### AIM OF THE EXERCISE
Transcribe the passage on bias in crime-prediction algorithms word for word, starting at "This has nothing" and ending after "group of defendants.".

### SUPPLIED TEXT

######

Once you run the numbers, as you can see from the second image here, more innocent men than innocent women will be incorrectly accused, just by virtue of the fact that men commit more murder than women.
This has nothing to do with the crime itself, or with the algorithm: it’s just a mathematical certainty. The outcome is biased because reality is biased. More men commit homicides, so more men will be falsely accused of having the potential to murder.fn2
Unless the fraction of people who commit crimes is the same in every group of defendants, it is mathematically impossible to create a test which is equally accurate at prediction across the board and makes false positive and false negative mistakes at the same rate for every group of defendants.
Of course, African Americans have been subject to centuries of terrible prejudice and inequality. Because of this, they continue to appear disproportionately at lower levels on the socio-economic scale and at higher levels in the crime statistics. There is also some evidence that – at least for some crimes in the US – the black population is disproportionately targeted by police. Marijuana use, for instance, happens in blacks and whites at the same rate, and yet arrest rates in African Americans can be up to eight times higher.38 Whatever the reason for the disparity, the sad result is that rates of arrest are not the same across racial groups in the United States. Blacks are re-arrested more often than whites. The algorithm is judging them not on the colour of their skin, but on the all-too-predictable consequences of America’s historically deeply unbalanced society. Until all groups are arrested at the same rate, this kind of bias is a mathematical certainty.

######

### STORED DATA
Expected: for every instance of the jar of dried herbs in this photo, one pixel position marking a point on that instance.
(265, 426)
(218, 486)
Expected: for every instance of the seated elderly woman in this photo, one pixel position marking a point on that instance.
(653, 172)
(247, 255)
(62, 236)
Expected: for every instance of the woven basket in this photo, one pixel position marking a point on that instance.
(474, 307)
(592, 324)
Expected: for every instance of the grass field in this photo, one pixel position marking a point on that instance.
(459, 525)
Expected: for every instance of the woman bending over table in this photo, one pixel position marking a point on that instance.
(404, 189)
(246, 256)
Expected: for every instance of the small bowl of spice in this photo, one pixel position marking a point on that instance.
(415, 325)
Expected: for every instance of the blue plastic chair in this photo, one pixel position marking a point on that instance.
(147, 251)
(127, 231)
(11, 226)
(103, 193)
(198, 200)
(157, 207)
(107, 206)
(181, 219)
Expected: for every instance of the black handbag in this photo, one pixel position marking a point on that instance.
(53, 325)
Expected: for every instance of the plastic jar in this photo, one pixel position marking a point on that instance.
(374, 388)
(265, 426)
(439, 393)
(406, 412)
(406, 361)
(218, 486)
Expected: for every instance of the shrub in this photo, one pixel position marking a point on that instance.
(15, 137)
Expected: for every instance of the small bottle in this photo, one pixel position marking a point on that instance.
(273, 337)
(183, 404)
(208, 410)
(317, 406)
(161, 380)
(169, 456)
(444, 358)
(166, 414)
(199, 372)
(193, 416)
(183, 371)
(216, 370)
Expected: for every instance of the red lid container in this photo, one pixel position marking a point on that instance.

######

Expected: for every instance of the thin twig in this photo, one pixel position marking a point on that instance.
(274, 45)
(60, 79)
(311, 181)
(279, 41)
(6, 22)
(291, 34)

######

### SOLUTION TO THE EXERCISE
This has nothing to do with the crime itself, or with the algorithm: it’s just a mathematical certainty. The outcome is biased because reality is biased. More men commit homicides, so more men will be falsely accused of having the potential to murder.fn2
Unless the fraction of people who commit crimes is the same in every group of defendants, it is mathematically impossible to create a test which is equally accurate at prediction across the board and makes false positive and false negative mistakes at the same rate for every group of defendants.